WORK INSTRUCTION: Using the article below about the Bronx Museum of the Arts exhibition, state how long the AIM Fellowship curriculum lasts.

EXCERPT PROVIDED:

--- START ---

The Bronx Museum of the Arts is celebrating its 50-year anniversary by showcasing the work of 68 promising young artists in its Artist in Marketplace exhibition.

This year’s show, “Bronx Calling,” focuses on ideas like health crises, grief, the environment, and the concept of identity. The free show is one of many programs planned to celebrate the museum’s anniversary and legacy as an institution committed to social justice.

Exhibition co-curator Ian Cofre explained that the Covid-19 pandemic prompted the themes of the exhibition.

It’s rare that we actually have, on a global scale, a universal experience on which to reflect. We were cognizant that the pandemic afforded us a way to confront and explore this moment through multiple perspectives,” he said.

The 68 artists featured, including 11 from New York and one from the Bronx, participated in the museum’s annual AIM Fellowship program in 2018 and 2019.

The fellowship is the museum’s prime artist development program, offering career management resources.  The nine-month curriculum guides artists through topics like legal practices in the industry and navigating the art market. The artists attend a series of intensive seminars and hands-on activities taught by industry experts.

The executive director of the museum, Klaudio Rodriguez, said that nurturing emerging artists is part of the museum’s core mission, along with supporting and advancing art, social justice and equal opportunity.

Since the AIM Fellowship was founded in 1980, nine years after the museum opened, the program has offered career support to over 1,200 emerging artists.

Photo: Camryn Quick. Corrugated Warba (2020) by Christian Breed, who is a featured artist in the biennial.

Christian Breed, a 39-year old Bronx artist, expressed his gratitude for the fellowship program and the museum’s focus on giving emerging artists like him opportunities like the AIM biennial show.

“The fellowship provided an important sense of community with fellow artists, including peer critiques of the artists’ work. This was crucial for me, as it provided a continuation of the types of dialogues I had in my MFA program,” he said.

--- END ---

DATASET:
--- START ---

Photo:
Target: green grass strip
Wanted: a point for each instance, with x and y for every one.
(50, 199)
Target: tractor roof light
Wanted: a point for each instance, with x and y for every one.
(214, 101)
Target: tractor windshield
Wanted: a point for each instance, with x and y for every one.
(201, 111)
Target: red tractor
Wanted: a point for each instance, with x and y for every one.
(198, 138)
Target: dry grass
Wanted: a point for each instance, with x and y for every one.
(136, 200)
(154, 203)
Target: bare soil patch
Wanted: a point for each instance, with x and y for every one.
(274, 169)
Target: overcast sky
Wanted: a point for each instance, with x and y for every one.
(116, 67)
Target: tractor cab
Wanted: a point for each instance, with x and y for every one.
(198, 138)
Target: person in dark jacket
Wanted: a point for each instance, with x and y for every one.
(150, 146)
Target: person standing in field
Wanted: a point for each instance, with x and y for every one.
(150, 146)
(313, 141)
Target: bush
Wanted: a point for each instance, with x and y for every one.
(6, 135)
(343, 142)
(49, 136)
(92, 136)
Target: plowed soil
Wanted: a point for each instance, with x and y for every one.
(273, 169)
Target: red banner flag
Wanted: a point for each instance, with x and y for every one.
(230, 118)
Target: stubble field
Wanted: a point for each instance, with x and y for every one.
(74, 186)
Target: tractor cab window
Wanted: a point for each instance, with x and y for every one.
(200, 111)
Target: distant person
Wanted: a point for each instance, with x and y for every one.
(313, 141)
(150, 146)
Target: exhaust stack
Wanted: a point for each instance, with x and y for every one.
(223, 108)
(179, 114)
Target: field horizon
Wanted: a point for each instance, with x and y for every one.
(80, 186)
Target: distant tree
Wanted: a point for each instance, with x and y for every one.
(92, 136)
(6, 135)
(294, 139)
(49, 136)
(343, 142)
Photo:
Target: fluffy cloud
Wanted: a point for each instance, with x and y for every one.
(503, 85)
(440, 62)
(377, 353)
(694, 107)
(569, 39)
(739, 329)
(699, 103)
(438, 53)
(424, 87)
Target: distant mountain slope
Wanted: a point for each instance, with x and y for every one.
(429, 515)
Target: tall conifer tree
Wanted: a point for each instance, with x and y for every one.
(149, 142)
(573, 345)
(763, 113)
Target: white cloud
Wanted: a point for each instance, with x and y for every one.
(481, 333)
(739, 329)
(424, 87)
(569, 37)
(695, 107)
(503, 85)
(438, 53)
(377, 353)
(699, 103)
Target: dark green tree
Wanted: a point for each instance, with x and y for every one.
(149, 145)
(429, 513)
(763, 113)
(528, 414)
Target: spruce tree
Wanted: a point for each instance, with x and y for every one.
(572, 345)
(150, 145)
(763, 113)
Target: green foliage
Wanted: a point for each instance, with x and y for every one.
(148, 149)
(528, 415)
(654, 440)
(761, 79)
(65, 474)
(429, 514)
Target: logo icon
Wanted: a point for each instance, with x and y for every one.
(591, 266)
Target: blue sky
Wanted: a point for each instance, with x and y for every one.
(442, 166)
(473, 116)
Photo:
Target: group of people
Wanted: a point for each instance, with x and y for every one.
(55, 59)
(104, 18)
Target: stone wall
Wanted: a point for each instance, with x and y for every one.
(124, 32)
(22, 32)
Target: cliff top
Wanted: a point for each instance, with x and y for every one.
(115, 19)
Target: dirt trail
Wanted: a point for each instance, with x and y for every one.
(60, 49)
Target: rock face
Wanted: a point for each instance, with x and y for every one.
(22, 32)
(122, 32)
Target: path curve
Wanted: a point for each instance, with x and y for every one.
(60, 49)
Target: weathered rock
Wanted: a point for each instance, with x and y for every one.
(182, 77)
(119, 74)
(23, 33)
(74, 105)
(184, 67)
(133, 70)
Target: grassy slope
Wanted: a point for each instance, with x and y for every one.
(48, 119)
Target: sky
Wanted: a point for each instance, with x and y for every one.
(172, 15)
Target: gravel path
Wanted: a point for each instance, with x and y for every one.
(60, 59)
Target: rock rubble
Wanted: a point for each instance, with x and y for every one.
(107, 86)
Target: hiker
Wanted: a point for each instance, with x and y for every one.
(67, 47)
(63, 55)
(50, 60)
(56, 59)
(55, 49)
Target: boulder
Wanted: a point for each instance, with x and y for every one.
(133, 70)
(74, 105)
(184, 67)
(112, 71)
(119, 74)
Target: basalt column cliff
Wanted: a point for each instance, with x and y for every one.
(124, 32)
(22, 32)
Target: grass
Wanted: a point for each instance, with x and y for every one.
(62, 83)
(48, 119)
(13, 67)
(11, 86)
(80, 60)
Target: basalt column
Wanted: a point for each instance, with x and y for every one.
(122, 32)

--- END ---

WRITTEN RESPONSE: Nine months.